Exercise: Arrange the lines below as a Markdown table with two columns, Row and Line. Number each row and skip any blank lines.

▼

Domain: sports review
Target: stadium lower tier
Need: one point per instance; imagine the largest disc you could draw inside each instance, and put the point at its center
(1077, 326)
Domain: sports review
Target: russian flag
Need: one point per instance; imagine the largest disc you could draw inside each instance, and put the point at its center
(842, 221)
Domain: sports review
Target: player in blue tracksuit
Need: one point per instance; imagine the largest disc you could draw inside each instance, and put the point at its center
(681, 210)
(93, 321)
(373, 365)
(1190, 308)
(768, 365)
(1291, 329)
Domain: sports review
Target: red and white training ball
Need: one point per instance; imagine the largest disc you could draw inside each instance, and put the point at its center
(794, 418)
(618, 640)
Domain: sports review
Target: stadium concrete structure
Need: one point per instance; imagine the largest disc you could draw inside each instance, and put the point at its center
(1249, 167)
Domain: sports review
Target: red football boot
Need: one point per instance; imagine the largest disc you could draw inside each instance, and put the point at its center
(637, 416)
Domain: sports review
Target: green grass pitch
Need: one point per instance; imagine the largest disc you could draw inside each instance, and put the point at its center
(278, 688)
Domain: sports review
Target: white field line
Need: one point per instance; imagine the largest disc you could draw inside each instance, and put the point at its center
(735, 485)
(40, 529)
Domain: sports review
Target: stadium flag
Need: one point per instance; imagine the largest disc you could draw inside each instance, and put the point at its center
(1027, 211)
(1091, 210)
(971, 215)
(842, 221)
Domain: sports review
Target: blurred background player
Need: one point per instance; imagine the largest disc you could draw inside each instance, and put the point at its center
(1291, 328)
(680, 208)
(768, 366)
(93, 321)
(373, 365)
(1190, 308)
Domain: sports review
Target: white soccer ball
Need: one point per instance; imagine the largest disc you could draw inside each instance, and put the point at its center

▲

Written answer:
| Row | Line |
|---|---|
| 1 | Domain: sports review |
| 2 | Target: stadium lower tier |
| 3 | Need: one point per instance; imagine the largest disc you could draw inside each instance, and put the point at its center |
| 4 | (1077, 326) |
| 5 | Domain: sports review |
| 6 | Target: russian flag |
| 7 | Need: one point per instance; imagine the largest disc you could draw inside each instance, and put the point at its center |
| 8 | (842, 221) |
| 9 | Domain: sports review |
| 10 | Target: player in blue tracksuit |
| 11 | Need: one point per instance; imagine the largest disc you could draw inside each instance, and put the point at its center |
| 12 | (681, 210) |
| 13 | (93, 321) |
| 14 | (373, 365) |
| 15 | (1190, 308) |
| 16 | (768, 365) |
| 17 | (1291, 329) |
| 18 | Domain: sports review |
| 19 | Target: red and white training ball |
| 20 | Need: one point per instance; imagine the largest disc you could draw inside each instance, and put the point at its center |
| 21 | (794, 418) |
| 22 | (618, 640) |
| 23 | Domain: sports review |
| 24 | Target: stadium concrete structure |
| 25 | Need: one point per instance; imagine the largest disc you could draw inside each instance, and put the point at its center |
| 26 | (1249, 167) |
| 27 | Domain: sports review |
| 28 | Target: red football boot |
| 29 | Need: one point per instance; imagine the largest disc you could draw inside each instance, and put the point at its center |
| 30 | (637, 416) |
| 31 | Domain: sports review |
| 32 | Target: green grass pitch |
| 33 | Need: one point per instance; imagine the largest disc you could draw inside each instance, and put the point at its center |
| 34 | (278, 688) |
| 35 | Domain: sports review |
| 36 | Target: white field line |
| 37 | Need: one point per instance; imagine the largest disc you could draw inside each instance, and put the point at its center |
| 38 | (735, 485) |
| 39 | (40, 529) |
| 40 | Domain: sports review |
| 41 | Target: stadium flag |
| 42 | Need: one point per instance; imagine the largest disc you could draw inside each instance, and put the point at its center |
| 43 | (1027, 211) |
| 44 | (1091, 210) |
| 45 | (971, 215) |
| 46 | (842, 221) |
| 47 | Domain: sports review |
| 48 | Target: blurred background player |
| 49 | Need: one point per instance; imagine the largest disc you could draw inside each instance, and put the point at its center |
| 50 | (1291, 328) |
| 51 | (680, 208) |
| 52 | (768, 366) |
| 53 | (93, 321) |
| 54 | (373, 365) |
| 55 | (1190, 308) |
| 56 | Domain: sports review |
| 57 | Target: white soccer ball |
| 58 | Need: one point per instance; imagine the largest disc you could draw inside each instance, and put the point at its center |